== Selected extract ==
________________

The area beyond the trach was collapsing. They had to get him a custom trach so he had to stay in the hospital for two weeks waiting for the custom device. While in the hospital, he was kept on a ventilator to act as pressure support to keep his airway open. Finally, the trach arrived and he was sent home, sweet home.
December 22, 2010 at around 2 o’clock in the morning Zach started beeping–ok, well maybe it was his machines since Zach couldn’t talk with the trach, but we always said “Zach’s beeping” so Zach was beeping–and his baby brother went into his room and looked at his pulse ox. It was somewhere in the 70s and at all of 5 years old his baby brother knew this wasn’t good. So little brother went back to his parents’ room and told his mom it was “7” and she said that, “It is not 7 it is 3 in the morning, go back to bed!” Little brother said, “No not that, Zach is 7.” She was confused but went to Zach’s room.
Zach, by that time, had stopped breathing. He was cool to the touch and all that was left was his heart beat. Janine and Robert jumped into action and began bagging him again. 911 was called.
Zach was rushed to the hospital to the emergency room. There he was again, admitted to the ICU. At the ICU they determined that Zach’s airway was continuing to collapse and that they could do one of two things, extend his trach (again) or put him on pressure support. Since they had already extended his trach once and they knew that by continuing to do that it would only continue to get worse, they put him on pressure support.
The good news was that Zach came home in 2 days! The bad news, he was now on hospice care at home. The very night he came home, Christmas Eve 2010, Hospice changed his bed to hospital bed. They had child life specialists coming to the house to play with the two brothers. They paid for all of Zach’s medicine, diapers, and food.
More nurses came to check on him and this continued for a year and 3 months at which time hospice decided Zach was too healthy to be on hospice.
So we transitioned back to Home Health Care. After being discharged from Hospice, Zach had to drop out of school! Yes, up until this point he went to school! The school system would pay for him to have nursing at school. But no one would be able to care for him after school and before his family could arrive home from school or work so Zach dropped out. He stayed home with the nurses.

________________

== Assigned task 1 ==
Quote the account of Zach's care word for word, starting at "The good news" and ending at "diapers, and food.".
== Assigned task 2 ==
Summarize the account of Zach's care in two sentences.
The entries that come after this account are separate material and have no connection to it.

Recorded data
________________

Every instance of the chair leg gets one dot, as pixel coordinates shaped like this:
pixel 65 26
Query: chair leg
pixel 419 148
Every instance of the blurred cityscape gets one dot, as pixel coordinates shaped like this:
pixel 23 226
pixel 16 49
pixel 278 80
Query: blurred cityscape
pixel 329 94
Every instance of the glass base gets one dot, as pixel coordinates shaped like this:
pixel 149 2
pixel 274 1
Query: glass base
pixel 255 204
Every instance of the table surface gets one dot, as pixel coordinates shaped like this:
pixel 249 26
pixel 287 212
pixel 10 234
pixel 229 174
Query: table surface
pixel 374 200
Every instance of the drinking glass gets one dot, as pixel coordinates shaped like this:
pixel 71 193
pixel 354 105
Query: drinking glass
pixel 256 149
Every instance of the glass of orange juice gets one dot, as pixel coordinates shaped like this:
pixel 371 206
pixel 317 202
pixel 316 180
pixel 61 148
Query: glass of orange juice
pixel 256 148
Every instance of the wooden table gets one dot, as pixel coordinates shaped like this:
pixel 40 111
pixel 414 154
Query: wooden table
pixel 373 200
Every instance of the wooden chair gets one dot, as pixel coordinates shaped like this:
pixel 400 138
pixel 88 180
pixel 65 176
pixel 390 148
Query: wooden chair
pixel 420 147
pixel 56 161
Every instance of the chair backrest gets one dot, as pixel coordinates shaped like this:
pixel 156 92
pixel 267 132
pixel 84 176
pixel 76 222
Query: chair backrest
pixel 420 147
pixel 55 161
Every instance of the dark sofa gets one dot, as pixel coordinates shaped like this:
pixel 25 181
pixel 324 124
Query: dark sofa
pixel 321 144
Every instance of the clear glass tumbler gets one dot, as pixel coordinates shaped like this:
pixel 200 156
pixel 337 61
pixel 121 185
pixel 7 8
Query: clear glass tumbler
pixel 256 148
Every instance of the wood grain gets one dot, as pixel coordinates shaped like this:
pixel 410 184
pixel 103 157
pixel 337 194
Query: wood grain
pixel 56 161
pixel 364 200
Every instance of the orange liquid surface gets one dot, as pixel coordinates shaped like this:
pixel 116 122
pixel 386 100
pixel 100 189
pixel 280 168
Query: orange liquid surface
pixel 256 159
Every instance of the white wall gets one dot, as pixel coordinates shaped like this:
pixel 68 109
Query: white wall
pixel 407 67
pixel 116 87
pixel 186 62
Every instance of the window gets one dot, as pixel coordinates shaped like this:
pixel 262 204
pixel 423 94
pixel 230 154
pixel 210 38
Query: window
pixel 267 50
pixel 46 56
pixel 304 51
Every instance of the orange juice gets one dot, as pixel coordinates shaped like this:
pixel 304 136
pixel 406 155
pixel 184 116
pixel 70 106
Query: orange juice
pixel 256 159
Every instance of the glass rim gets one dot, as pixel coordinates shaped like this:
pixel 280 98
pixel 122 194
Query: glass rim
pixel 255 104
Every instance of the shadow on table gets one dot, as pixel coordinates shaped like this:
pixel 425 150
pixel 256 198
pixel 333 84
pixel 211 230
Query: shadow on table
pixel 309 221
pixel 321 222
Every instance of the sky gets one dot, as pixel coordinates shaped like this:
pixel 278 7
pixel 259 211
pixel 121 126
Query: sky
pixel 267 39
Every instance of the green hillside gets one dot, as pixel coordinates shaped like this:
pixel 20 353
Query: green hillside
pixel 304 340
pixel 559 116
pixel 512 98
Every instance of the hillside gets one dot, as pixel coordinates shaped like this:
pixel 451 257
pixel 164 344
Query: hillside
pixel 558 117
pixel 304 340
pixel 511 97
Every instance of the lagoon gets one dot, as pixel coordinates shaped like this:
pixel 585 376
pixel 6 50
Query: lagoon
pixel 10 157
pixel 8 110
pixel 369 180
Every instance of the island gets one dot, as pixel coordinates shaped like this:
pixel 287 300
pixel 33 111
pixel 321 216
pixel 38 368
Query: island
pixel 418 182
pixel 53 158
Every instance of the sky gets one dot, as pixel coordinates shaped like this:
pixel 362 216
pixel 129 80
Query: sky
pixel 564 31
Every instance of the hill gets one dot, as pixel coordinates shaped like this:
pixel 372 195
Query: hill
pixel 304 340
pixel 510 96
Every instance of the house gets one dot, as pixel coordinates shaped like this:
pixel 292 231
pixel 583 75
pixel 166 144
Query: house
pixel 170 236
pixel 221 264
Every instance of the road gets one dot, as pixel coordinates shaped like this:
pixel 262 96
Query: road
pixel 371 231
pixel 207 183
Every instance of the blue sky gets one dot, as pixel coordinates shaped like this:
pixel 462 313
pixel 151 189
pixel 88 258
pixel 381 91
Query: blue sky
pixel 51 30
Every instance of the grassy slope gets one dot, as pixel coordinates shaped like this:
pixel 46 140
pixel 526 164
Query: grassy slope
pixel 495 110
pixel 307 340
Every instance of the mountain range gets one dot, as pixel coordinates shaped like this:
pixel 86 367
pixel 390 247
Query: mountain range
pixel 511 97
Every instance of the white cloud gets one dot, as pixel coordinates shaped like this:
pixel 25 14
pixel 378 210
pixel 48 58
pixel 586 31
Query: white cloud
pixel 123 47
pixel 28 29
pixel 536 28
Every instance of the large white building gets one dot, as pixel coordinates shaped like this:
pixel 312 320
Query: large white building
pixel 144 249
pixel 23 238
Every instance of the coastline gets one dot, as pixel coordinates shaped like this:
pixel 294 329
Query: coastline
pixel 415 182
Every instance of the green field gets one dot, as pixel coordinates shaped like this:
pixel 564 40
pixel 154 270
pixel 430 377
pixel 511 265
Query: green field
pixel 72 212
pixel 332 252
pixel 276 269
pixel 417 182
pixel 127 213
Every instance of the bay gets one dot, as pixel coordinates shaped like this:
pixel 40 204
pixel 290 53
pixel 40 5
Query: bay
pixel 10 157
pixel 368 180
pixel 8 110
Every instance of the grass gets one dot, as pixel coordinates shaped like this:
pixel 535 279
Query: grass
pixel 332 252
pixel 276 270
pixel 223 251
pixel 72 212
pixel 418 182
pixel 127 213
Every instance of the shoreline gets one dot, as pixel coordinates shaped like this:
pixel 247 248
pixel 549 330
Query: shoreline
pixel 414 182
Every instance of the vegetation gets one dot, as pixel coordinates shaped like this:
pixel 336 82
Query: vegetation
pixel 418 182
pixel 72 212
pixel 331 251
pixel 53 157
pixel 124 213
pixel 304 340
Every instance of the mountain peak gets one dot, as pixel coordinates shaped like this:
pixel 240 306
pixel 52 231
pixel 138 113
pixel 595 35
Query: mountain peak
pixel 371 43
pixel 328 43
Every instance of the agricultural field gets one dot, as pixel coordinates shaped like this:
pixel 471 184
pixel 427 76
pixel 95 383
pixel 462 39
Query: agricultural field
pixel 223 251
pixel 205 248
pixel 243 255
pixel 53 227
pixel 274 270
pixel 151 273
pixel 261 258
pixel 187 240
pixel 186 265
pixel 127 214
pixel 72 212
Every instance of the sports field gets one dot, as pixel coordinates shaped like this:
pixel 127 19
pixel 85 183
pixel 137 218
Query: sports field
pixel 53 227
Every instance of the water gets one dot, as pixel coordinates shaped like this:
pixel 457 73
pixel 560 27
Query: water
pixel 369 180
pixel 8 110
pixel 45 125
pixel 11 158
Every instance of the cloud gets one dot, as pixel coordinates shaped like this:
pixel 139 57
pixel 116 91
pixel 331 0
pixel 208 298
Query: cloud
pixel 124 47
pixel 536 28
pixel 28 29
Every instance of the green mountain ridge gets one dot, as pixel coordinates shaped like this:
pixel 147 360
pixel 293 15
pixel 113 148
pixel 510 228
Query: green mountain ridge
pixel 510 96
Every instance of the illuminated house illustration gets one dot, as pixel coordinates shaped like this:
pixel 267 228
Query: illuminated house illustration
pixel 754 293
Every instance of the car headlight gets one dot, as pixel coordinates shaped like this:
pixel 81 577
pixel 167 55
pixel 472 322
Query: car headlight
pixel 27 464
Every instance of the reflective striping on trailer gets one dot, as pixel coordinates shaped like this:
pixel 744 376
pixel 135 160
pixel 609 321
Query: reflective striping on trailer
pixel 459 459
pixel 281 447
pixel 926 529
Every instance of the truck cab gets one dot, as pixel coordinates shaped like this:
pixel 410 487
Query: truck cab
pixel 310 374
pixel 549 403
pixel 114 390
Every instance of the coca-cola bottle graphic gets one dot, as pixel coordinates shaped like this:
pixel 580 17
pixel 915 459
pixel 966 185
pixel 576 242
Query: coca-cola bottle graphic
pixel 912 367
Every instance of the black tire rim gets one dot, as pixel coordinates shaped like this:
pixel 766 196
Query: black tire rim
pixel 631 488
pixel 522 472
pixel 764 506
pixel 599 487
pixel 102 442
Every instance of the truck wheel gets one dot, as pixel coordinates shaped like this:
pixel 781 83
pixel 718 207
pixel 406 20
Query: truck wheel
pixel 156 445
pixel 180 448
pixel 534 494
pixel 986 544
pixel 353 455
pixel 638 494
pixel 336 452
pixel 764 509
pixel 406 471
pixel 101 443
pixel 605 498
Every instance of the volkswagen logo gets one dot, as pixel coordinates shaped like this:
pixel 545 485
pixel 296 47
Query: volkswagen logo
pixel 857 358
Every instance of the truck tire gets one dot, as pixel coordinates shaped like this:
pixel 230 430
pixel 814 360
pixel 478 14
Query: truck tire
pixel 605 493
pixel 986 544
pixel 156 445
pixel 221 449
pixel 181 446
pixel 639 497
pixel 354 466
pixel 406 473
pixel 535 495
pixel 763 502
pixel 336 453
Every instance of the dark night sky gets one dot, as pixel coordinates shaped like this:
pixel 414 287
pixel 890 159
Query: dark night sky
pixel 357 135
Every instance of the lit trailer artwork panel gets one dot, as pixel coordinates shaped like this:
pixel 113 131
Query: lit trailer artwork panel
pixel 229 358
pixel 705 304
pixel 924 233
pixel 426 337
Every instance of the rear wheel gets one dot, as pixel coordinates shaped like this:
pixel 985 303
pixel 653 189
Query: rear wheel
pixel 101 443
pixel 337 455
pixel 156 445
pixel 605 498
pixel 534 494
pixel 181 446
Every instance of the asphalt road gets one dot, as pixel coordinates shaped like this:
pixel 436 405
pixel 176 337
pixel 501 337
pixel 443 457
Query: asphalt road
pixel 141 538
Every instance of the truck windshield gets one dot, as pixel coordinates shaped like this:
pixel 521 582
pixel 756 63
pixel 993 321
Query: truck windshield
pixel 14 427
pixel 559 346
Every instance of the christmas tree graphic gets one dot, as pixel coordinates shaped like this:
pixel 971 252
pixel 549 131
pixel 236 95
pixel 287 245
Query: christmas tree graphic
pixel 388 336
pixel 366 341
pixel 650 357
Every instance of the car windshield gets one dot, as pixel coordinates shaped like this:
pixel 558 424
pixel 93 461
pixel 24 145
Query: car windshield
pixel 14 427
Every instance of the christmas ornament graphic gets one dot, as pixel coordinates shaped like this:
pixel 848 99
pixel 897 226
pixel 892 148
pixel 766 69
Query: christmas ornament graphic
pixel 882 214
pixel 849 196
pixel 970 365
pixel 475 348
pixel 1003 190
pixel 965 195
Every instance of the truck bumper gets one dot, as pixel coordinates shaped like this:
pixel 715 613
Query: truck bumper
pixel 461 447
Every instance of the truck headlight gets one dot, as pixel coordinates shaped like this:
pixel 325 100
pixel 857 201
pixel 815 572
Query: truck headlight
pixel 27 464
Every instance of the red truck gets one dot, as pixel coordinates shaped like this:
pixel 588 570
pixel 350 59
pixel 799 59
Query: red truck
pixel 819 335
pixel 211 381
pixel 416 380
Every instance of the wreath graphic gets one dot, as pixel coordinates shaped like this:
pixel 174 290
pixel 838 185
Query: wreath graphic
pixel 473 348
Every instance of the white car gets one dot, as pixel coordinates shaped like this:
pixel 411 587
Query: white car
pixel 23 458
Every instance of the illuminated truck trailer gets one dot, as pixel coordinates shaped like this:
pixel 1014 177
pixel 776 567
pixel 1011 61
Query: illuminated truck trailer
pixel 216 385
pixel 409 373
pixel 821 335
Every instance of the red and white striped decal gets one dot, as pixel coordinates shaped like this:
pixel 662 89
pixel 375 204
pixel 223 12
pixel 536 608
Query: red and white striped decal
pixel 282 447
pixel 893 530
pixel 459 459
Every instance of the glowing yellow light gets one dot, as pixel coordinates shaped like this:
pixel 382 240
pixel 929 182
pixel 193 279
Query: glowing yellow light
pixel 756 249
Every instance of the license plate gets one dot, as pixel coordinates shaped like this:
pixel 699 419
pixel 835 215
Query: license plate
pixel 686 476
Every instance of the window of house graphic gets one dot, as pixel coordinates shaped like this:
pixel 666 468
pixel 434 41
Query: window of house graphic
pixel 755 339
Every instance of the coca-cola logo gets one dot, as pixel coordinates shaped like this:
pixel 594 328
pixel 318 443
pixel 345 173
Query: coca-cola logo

________________

== Expected output 1 ==
The good news was that Zach came home in 2 days! The bad news, he was now on hospice care at home. The very night he came home, Christmas Eve 2010, Hospice changed his bed to hospital bed. They had child life specialists coming to the house to play with the two brothers. They paid for all of Zach’s medicine, diapers, and food.

== Expected output 2 ==
After waiting two weeks in the hospital on a ventilator for a custom trach, Zach went home, but early on December 22, 2010, his little brother saw his pulse ox in the 70s, and Zach stopped breathing and was rushed to the ICU, where he was put on pressure support. He came home on hospice care on Christmas Eve 2010, was judged too healthy for hospice after a year and 3 months, and moved back to Home Health Care, which meant dropping out of school to stay home with nurses.